Skin Deep

This past Spring, I found myself “unusually fascinated” by an ancient piece of history that had somehow eluded me for most of my life.

Like most people, I imagine, I have probably seen various manifestations of the Chi Rho symbol thousands of times in my life but had never once paused to consider its origin or what it might mean to me personally. Prior to 2013, I very much doubt that I would have been able even to articulate the phrase “Chi Rho” in response to seeing this symbol…and I was in a Greek fraternity all through college!

But then, we all see what we wish to see, and our prevailing interests have a way of casting a shadow over anything that might unsettle our thinking. For example, there’s a large Chi Rho adorning the front of another church building here in downtown Columbia, Mo. I don’t mind telling you that from 1993 to 1997 I never really thought about it all that much as I walked past, on my way to the corner liquor store. A symbolic reminder of a magnificent moment in time…entirely lost on my self-focused soul committed to self-destruction.

The item that captivated me earlier this year was the Battle of the Milvian Bridge in the year 312. Those who care to find out more can check out these results of a quick Google search; this particular battle caught my attention not so much for the fact that the outnumbered military forces of Constantine prevailed over those of Maxentius, but more due to the pre-battle story handed down to us by the noted historian Eusebius.

The vision of Constantine prior to the
Battle of the Milvian Bridge.

According to Eusebius, Constantine experienced a vision of Jesus the night before the battle and was inspired to paint Chi Rho – the first two letters in Greek for “Christ” – on his helmet and shield, instructing his personal body guard and soldiers to do likewise. After his amazing, unlikely victory over Maxentius, Constantine attributed his military triumph to “the God of the Christians” and later issued the Edict of Milan, thus marking the official end of Christian persecution in the newly-unified Roman Empire.

As I did my assigned research last semester, I couldn’t help but notice that Internet searches were consistently bringing up images of modern-day tattoos of these Greek letters, with some versions adding smaller Alpha and Omega characters in reference to Revelation 22:13. For the briefest of moments, I actually thought it might be cool to have a Chi Rho symbol tattooed over my heart, a lifelong reminder of the One to whom I belong.

But then I snapped out of it.

The history of the church is somewhat ambivalent to the authenticity of the conversion of Constantine. True, he demonstrated tolerance to the Christian church, but it was a tolerance that very closely hewed to the requirements of his own enormous political and military ambitions. To put it bluntly, Constantine’s acceptance of Christ never really got in the way of his own massive agenda. It’s a toss-up whether or not he was “the real deal,” and many church historians seem to think, “Probably not.” The allegiance of Constantine probably went no deeper than the layer of paint on the shields of his soldiers.

Records ::
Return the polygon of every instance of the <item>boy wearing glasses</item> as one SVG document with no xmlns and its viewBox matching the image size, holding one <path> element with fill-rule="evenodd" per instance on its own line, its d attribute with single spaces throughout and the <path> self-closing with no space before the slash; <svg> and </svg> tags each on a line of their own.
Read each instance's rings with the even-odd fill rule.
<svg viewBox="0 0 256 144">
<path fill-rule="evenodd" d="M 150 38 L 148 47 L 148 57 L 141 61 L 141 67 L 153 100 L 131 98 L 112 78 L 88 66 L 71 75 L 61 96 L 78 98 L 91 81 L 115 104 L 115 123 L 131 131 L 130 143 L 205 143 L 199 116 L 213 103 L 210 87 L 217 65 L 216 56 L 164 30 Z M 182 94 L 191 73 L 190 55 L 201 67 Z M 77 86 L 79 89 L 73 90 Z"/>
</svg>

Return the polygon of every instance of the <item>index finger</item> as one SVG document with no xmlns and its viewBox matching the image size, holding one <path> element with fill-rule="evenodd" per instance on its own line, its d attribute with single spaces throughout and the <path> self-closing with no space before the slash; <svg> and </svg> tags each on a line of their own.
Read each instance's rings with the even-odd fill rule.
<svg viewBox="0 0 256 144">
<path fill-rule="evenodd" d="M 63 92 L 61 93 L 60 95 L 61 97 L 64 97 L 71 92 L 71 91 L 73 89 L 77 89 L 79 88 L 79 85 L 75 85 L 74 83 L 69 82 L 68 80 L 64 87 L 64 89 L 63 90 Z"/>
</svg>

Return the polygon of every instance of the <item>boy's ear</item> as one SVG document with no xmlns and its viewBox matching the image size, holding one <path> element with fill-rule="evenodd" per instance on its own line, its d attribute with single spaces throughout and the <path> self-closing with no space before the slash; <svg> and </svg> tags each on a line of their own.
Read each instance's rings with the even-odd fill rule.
==
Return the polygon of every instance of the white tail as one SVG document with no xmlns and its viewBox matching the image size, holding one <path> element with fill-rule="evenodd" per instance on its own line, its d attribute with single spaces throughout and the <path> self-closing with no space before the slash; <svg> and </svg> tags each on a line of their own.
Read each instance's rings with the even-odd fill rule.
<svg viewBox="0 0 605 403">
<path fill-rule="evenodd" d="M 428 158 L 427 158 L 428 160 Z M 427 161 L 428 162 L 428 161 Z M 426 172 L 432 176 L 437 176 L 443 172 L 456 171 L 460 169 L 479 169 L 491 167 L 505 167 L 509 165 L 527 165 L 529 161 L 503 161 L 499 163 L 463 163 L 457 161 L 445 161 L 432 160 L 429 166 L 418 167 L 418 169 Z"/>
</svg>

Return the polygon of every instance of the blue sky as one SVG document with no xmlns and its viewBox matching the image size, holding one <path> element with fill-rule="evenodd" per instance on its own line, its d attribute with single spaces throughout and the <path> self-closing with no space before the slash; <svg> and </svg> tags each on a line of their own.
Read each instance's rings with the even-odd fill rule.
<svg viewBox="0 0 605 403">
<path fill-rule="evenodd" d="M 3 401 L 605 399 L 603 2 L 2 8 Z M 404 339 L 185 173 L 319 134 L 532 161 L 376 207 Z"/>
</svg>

Your tasks ::
A. In the essay on the Chi Rho symbol, what did Constantine paint on his helmet and shield after his vision?
B. Return everything in the Chi Rho essay from "As I did my" down to "snapped out of it.".

Solutions for each task ::
A. He painted the Chi Rho, the first two letters in Greek for "Christ."

B.
As I did my assigned research last semester, I couldn’t help but notice that Internet searches were consistently bringing up images of modern-day tattoos of these Greek letters, with some versions adding smaller Alpha and Omega characters in reference to Revelation 22:13. For the briefest of moments, I actually thought it might be cool to have a Chi Rho symbol tattooed over my heart, a lifelong reminder of the One to whom I belong.

But then I snapped out of it.